* _Task details_: Render all of the data below as a numbered list, omitting any blank lines.

* _Stored records_:
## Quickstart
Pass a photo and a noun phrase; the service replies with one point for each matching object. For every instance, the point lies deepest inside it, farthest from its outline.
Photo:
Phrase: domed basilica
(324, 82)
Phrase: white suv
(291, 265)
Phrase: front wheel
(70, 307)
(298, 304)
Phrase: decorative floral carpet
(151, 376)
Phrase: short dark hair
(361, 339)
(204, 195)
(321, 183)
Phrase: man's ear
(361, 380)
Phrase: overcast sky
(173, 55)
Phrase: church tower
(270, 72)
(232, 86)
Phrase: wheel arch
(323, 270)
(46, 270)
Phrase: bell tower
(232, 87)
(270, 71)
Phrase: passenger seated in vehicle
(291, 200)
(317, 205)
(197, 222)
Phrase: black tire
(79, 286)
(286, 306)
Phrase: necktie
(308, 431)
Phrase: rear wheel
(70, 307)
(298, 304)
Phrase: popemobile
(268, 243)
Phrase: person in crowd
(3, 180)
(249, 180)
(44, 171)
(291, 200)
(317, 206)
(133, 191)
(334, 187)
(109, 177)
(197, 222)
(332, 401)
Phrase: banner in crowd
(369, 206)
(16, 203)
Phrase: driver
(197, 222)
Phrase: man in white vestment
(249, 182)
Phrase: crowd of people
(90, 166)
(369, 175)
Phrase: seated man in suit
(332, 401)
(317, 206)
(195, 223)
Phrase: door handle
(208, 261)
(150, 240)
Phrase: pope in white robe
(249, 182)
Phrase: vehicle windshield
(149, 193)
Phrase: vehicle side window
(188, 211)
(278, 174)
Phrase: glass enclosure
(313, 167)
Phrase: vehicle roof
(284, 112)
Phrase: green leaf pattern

* _Complete response_:
1. ## Quickstart
2. Pass a photo and a noun phrase; the service replies with one point for each matching object. For every instance, the point lies deepest inside it, farthest from its outline.
3. Photo:
4. Phrase: domed basilica
5. (324, 82)
6. Phrase: white suv
7. (291, 265)
8. Phrase: front wheel
9. (70, 307)
10. (298, 304)
11. Phrase: decorative floral carpet
12. (151, 376)
13. Phrase: short dark hair
14. (361, 339)
15. (204, 195)
16. (321, 183)
17. Phrase: man's ear
18. (361, 380)
19. Phrase: overcast sky
20. (173, 55)
21. Phrase: church tower
22. (270, 72)
23. (232, 86)
24. Phrase: wheel arch
25. (323, 270)
26. (46, 270)
27. Phrase: bell tower
28. (232, 87)
29. (270, 71)
30. Phrase: passenger seated in vehicle
31. (291, 200)
32. (317, 205)
33. (197, 222)
34. Phrase: black tire
35. (79, 286)
36. (286, 306)
37. Phrase: necktie
38. (308, 431)
39. Phrase: rear wheel
40. (70, 307)
41. (298, 304)
42. Phrase: popemobile
43. (268, 243)
44. Phrase: person in crowd
45. (3, 180)
46. (249, 180)
47. (44, 171)
48. (291, 200)
49. (317, 206)
50. (133, 191)
51. (334, 187)
52. (109, 177)
53. (197, 222)
54. (332, 401)
55. Phrase: banner in crowd
56. (369, 206)
57. (16, 203)
58. Phrase: driver
59. (197, 222)
60. Phrase: man in white vestment
61. (249, 182)
62. Phrase: crowd of people
63. (90, 166)
64. (369, 175)
65. Phrase: seated man in suit
66. (332, 401)
67. (317, 206)
68. (195, 223)
69. Phrase: door handle
70. (208, 261)
71. (150, 240)
72. Phrase: pope in white robe
73. (249, 182)
74. Phrase: vehicle windshield
75. (149, 193)
76. Phrase: vehicle side window
77. (188, 211)
78. (278, 174)
79. Phrase: glass enclosure
80. (313, 167)
81. Phrase: vehicle roof
82. (284, 112)
83. Phrase: green leaf pattern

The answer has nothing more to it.